• WHAT THE TASK ASKS: Reproduce every line of the material below, requests included, and shift each point coordinate in the answers by -5. Omit the pictures from your reply.

(Excerpts from a point labeling dataset)
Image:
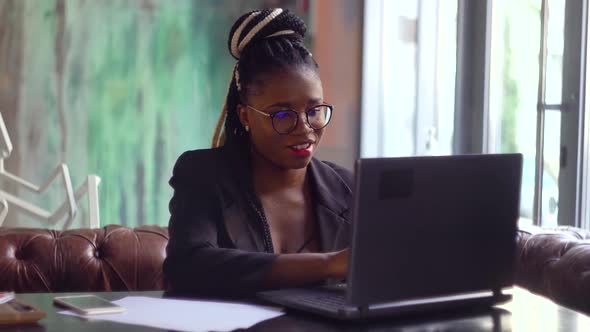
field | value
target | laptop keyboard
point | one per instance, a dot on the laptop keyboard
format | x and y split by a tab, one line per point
328	300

• OUTPUT OF THE EXERCISE:
Image:
field | value
target | laptop keyboard
point | one per instance, a dot on the laptop keyboard
format | x and y split by a tab, one line per point
323	295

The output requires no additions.